# [Given exercise]
Render every one of the rows below as a numbered list, omitting any blank lines.

— Start Given records —

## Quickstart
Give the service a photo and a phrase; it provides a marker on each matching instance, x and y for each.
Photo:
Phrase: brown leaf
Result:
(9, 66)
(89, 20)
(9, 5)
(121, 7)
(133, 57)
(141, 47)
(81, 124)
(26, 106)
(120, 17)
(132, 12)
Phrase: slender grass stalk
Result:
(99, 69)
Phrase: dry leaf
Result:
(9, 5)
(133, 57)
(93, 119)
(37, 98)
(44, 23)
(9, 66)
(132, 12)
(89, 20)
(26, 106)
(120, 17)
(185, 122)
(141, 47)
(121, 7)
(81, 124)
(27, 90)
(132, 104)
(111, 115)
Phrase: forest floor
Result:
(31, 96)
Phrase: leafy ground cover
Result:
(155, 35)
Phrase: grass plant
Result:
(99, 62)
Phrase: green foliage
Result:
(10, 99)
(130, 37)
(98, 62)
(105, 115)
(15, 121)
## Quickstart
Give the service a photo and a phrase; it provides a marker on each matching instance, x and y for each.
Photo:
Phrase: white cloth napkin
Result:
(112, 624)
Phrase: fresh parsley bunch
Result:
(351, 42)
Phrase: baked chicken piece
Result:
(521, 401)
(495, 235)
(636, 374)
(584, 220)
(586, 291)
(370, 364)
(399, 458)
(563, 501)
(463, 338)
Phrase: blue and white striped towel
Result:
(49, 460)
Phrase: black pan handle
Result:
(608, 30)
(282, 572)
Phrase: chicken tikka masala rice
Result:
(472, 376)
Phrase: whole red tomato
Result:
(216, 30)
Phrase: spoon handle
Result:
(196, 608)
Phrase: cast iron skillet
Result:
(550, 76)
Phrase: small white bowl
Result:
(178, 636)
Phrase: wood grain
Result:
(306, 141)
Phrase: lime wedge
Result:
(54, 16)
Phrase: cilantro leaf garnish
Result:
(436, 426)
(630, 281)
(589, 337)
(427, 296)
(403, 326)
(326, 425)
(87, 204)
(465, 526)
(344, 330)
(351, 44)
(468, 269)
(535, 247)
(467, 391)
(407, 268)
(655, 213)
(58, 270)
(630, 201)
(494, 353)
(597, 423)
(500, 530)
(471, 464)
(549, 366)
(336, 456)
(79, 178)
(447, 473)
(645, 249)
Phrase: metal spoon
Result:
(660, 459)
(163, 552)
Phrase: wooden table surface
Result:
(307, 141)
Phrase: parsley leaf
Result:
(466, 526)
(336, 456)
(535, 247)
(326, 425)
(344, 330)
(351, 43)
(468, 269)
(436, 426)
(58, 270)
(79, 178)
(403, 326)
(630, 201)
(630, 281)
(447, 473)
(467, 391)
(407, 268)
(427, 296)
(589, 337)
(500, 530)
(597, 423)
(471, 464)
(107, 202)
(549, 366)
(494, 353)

— End Given records —

# [Task result]
1. ## Quickstart
2. Give the service a photo and a phrase; it provides a marker on each matching instance, x and y for each.
3. Photo:
4. Phrase: brown leaf
5. Result:
6. (9, 66)
7. (89, 20)
8. (9, 5)
9. (121, 7)
10. (133, 57)
11. (141, 47)
12. (81, 124)
13. (26, 106)
14. (120, 17)
15. (132, 12)
16. Phrase: slender grass stalk
17. Result:
18. (99, 69)
19. Phrase: dry leaf
20. Result:
21. (9, 5)
22. (133, 57)
23. (93, 119)
24. (37, 98)
25. (44, 23)
26. (9, 66)
27. (132, 12)
28. (89, 20)
29. (26, 106)
30. (120, 17)
31. (185, 122)
32. (141, 47)
33. (121, 7)
34. (81, 124)
35. (27, 90)
36. (132, 104)
37. (111, 115)
38. Phrase: forest floor
39. Result:
40. (31, 96)
41. Phrase: leafy ground cover
42. Result:
43. (155, 35)
44. Phrase: grass plant
45. Result:
46. (99, 62)
47. Phrase: green foliage
48. Result:
49. (10, 99)
50. (130, 37)
51. (98, 62)
52. (105, 115)
53. (15, 121)
54. ## Quickstart
55. Give the service a photo and a phrase; it provides a marker on each matching instance, x and y for each.
56. Photo:
57. Phrase: white cloth napkin
58. Result:
59. (112, 624)
60. Phrase: fresh parsley bunch
61. Result:
62. (351, 42)
63. Phrase: baked chicken piece
64. Result:
65. (521, 401)
66. (495, 235)
67. (636, 374)
68. (584, 220)
69. (586, 291)
70. (370, 364)
71. (399, 458)
72. (563, 501)
73. (463, 338)
74. Phrase: blue and white striped towel
75. Result:
76. (49, 460)
77. Phrase: black pan handle
78. Result:
79. (608, 30)
80. (282, 572)
81. Phrase: chicken tikka masala rice
82. Result:
83. (472, 376)
84. Phrase: whole red tomato
85. Result:
86. (216, 30)
87. Phrase: spoon handle
88. Result:
89. (196, 608)
90. Phrase: cast iron skillet
91. Result:
92. (550, 76)
93. Phrase: small white bowl
94. Result:
95. (178, 636)
96. Phrase: wood grain
97. Result:
98. (306, 141)
99. Phrase: lime wedge
100. Result:
101. (54, 16)
102. Phrase: cilantro leaf garnish
103. Result:
104. (436, 426)
105. (630, 281)
106. (589, 337)
107. (427, 296)
108. (403, 326)
109. (326, 425)
110. (87, 204)
111. (465, 526)
112. (344, 330)
113. (351, 44)
114. (468, 269)
115. (535, 247)
116. (467, 391)
117. (407, 268)
118. (655, 213)
119. (58, 270)
120. (630, 201)
121. (494, 353)
122. (597, 423)
123. (500, 530)
124. (471, 464)
125. (549, 366)
126. (336, 456)
127. (79, 178)
128. (447, 473)
129. (645, 249)
130. Phrase: metal spoon
131. Result:
132. (660, 459)
133. (163, 552)
134. Phrase: wooden table surface
135. Result:
136. (307, 141)
137. Phrase: parsley leaf
138. Result:
139. (466, 526)
140. (336, 456)
141. (535, 247)
142. (326, 425)
143. (344, 330)
144. (351, 43)
145. (468, 269)
146. (436, 426)
147. (58, 270)
148. (79, 178)
149. (403, 326)
150. (630, 201)
151. (630, 281)
152. (447, 473)
153. (467, 391)
154. (407, 268)
155. (427, 296)
156. (589, 337)
157. (500, 530)
158. (597, 423)
159. (471, 464)
160. (107, 202)
161. (549, 366)
162. (494, 353)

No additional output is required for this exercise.